There have been various implementations of operating system that use a database as file system , all chosen for certain features that made sense in that application. We’ll visit 5 differents operating systems that used a database as file system. First palmOS used database mainly for efficiently. WinFS was a file system for the operating system Windows that used database for efficiently too. NewtonOS was produced to be used on a desktop machine, but then became one of the best operating system for pda with a very good security. BeOS was a new operating system and decided to use a database for file system because of efficiently and for compability reason. ReiserFS was more of an experience that turned into a new file system using database. We will first examine the trials of PalmOS.
**

==Palm OS==

===History===
PalmOS was developed from Graffiti, a hand-recognition software which was believed to be doomed from the very beginning[http://www.iam.unibe.ch/~rvs/teaching/SS02/bs/arbeiten/Guido_Gloor-PalmOS.pdf]. Graffiti’s fast and accurate hand-recognition software was thought to be useless because many companies did not see a purpose for it; there were no companies that wanted to make the hardware for it[http://www.iam.unibe.ch/~rvs/teaching/SS02/bs/arbeiten/Guido_Gloor-PalmOS.pdf]. The company Palm then decided to make their own hardware with Graffiti as the OS, which became what is known as Palm OS today.

===Database Structure===
Palm OS does not use a relational or XML database[http://www.iam.unibe.ch/~rvs/teaching/SS02/bs/arbeiten/Guido_Gloor-PalmOS.pdf]. Instead Palm OS has two different database types, record and resource database. There are similarities between these two databases, they both have headers which stores information onto the database and are both stored in the storage heap. The difference between the record database and resource database is how the information is stored, called, handled and how it is named. The record database is used to store data, and the resource database contains all applications.

Furthermore a record database is a collection of records (blocks of memory) each record can only store up to 64KB of memory. It has information that is unique to the record; it has the location of the record, an ID, and an attribute, which contains delete, dirty, busy, and secret bits [book ref].

The resource database stores application code, name, icon, forms, alerts, menus, strings, and all other elements of the application [book ref]. Applications can be referenced by an ID number and a type (four-character constant).

===Problem===
Record and resource databases are stored in storage/database heap, which in turn is stored in the RAM (Random Access Memory). The database heap has a limit of 64KB of memory and since a record had to be small enough to fit within the heap, this made memory hard to manage. For example, when a record is 50KB and there are three heaps which can only hold 64KB each, a total of 192KB of memory; say these three heaps are half full therefore there is 96KB of free memory, but the record of size 50KB cannot be stored because not a single heap has enough memory to store the record. [book ref] This problem arose in versions before OS 3.0 because the database heap was divided into smaller parts. This allowed for free space in memory, but some of those heaps were occupied by data, and there might not be enough space to store the record into the heap. Palm OS 3.0 and later solved this problem by to making a single large storage heap instead of multiple smaller heaps.

===Fate===

In 2005, Palm OS was acquired by Access Systems Americas, Inc. Access decided to expand the breadth of the operating system’s offering to include more tools, a better user experience, and increased compatibility across many more devices.[http://azul.iing.mxl.uabc.mx/~renecruz/papers/Unpublished-Cruz-Flores-2.pdf] In 2007, development of Palm OS shifted to a new operating system called Garnet OS. [http://www.access-company.com/products/platforms/garnet/index.html] Its latest release, Garnet version 6, still includes a database based file system.

What is asked:
1. Retype the passage from the article on database file systems above, starting at "The resource database stores" and ending at "type (four-character constant).".
2. Extend the article above on operating systems that use a database as a file system, picking up right after its final sentence.

Data shown:
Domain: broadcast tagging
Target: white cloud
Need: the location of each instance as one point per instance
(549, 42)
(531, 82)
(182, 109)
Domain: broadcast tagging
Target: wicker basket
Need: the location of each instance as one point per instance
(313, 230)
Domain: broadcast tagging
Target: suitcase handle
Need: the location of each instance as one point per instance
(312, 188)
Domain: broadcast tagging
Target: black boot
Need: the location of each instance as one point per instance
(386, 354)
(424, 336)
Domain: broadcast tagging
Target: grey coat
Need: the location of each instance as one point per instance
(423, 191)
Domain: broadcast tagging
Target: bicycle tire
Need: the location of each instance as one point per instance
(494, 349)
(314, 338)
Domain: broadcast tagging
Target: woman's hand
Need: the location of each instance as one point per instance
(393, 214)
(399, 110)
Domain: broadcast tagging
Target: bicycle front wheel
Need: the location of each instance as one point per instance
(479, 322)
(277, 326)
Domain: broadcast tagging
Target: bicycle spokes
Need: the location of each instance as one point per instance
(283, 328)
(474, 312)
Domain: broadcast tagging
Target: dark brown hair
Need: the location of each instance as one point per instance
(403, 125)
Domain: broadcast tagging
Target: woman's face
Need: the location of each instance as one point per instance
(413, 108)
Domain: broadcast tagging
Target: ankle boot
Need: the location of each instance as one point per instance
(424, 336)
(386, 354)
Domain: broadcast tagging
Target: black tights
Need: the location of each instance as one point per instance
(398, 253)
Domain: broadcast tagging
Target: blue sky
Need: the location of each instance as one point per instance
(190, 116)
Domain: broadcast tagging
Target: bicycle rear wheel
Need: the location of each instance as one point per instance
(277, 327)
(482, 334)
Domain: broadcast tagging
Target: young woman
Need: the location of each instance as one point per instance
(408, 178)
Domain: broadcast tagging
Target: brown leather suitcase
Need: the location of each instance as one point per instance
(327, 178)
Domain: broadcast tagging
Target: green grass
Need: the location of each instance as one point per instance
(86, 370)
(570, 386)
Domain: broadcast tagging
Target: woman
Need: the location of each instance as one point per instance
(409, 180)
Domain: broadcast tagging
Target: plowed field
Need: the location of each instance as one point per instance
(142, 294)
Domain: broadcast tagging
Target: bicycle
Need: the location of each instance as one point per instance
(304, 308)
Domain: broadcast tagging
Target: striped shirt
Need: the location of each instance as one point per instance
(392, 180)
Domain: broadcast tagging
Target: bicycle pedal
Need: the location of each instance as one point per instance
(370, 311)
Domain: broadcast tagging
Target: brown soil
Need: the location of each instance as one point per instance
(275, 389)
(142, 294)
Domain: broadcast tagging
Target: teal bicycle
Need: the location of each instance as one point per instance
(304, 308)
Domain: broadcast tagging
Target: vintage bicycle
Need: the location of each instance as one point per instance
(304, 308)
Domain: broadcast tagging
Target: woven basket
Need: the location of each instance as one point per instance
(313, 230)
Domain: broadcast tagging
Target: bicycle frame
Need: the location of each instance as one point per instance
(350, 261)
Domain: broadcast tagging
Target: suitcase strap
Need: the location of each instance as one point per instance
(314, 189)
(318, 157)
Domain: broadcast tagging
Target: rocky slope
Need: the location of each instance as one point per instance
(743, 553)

Answers for this exercise:
1.
The resource database stores application code, name, icon, forms, alerts, menus, strings, and all other elements of the application [book ref]. Applications can be referenced by an ID number and a type (four-character constant).

2.
==WinFS==

===History===

The history of WinFS is relatively long, as we can find trace of the project back in mid-90's with Storage +. Microsoft had the idea to remove the NTFS file system and instead use a relational object-oriented file storage, which was based on SQL server 8.0. This new file system was supposed to be implemented in Windows 2003 Server. But then in 2000, Windows announced that Storage + was to be forgotten, with Relational File System (RFS) as its successor. RFS was supposed to be included in SQL Server 2000, but never made the cut. Another reason for the continual delays was that, in 2000, Oracle announced a new file system which was also a relational file system, Independent Internet File System. Microsoft had to rethink RFS to be ahead of the competition and that added additional delay.[http://www.winsupersite.com/showcase/winfs_preview.asp]

RFS was forgotten about until the public heard in 2002 about a new file system that would be present in Longhorn (later renamed Vista). The system would be once again be based on its predecessor, RFS, but it would have run on top of a NTFS file system. WinFS was included in a few public builds for Vista, but in 2004 it was removed from the beta builds. It was said it would be downloadable again after the release, but was definitely cut for good in 2006 from Vista.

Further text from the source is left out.